The input
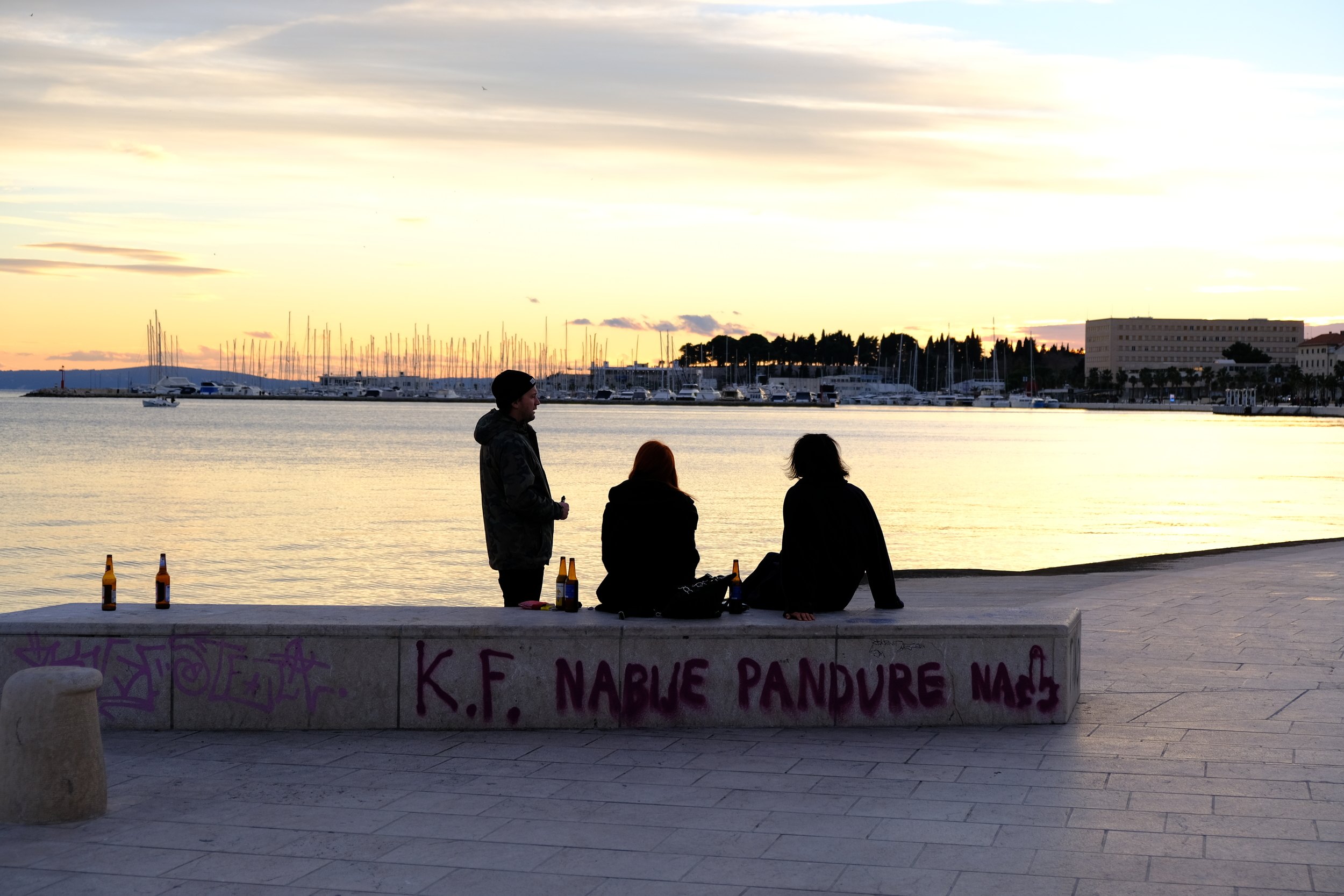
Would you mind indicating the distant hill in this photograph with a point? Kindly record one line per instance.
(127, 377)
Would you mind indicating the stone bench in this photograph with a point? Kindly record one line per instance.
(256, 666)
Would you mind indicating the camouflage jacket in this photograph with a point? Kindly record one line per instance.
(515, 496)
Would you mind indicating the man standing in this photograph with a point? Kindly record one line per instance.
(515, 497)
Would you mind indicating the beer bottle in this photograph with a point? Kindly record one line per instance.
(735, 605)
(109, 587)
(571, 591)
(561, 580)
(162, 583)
--
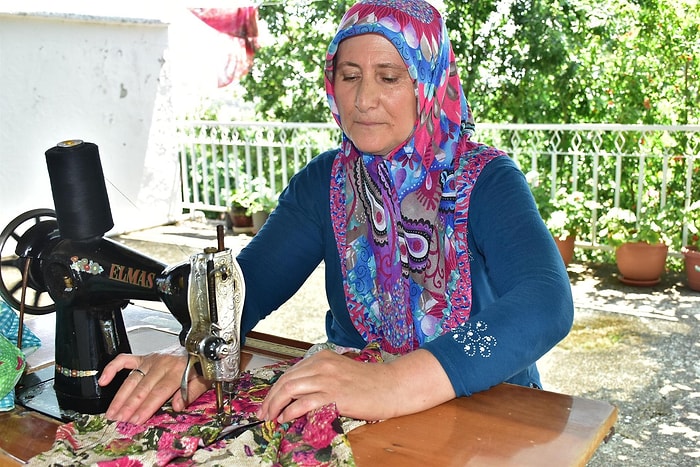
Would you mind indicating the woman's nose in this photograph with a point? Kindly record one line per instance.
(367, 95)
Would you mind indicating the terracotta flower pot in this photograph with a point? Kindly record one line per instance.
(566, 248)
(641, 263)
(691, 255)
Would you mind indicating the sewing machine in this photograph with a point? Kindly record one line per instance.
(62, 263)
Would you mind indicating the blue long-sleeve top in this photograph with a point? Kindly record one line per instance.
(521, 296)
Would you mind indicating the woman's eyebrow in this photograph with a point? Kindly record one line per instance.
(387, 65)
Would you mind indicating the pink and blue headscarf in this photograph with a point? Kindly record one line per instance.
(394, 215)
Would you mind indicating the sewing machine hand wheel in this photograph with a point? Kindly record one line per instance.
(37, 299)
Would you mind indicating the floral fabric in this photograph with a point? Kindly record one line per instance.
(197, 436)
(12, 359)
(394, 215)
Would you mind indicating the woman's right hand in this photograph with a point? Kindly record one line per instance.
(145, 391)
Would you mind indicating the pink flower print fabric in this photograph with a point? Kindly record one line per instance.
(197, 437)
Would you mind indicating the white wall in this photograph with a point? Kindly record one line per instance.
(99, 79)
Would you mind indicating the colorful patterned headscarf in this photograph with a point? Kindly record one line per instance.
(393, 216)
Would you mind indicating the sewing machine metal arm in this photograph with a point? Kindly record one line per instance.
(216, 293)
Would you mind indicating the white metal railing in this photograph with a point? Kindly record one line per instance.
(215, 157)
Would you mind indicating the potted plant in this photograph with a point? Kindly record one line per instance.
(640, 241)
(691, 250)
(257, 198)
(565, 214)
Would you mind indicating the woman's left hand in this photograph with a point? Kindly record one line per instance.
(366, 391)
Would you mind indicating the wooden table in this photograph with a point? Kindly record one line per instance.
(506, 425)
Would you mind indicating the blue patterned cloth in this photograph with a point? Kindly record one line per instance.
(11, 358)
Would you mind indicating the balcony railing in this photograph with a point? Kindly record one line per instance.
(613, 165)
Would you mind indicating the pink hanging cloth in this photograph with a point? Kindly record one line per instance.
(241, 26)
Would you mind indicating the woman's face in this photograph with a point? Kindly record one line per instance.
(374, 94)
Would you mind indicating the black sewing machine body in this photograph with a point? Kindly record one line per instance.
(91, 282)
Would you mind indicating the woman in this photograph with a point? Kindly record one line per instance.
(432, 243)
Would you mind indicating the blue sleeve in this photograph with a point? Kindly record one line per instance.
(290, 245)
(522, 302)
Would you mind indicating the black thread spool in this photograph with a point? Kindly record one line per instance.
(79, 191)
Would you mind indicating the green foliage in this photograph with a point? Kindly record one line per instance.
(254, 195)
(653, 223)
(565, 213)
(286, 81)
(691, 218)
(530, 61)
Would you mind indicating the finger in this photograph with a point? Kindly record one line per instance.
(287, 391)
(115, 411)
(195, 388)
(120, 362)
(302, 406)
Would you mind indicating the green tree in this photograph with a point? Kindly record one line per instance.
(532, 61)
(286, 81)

Work to do
Please count the lines above that contain the string "sleeve" and reply with only that number.

The answer
2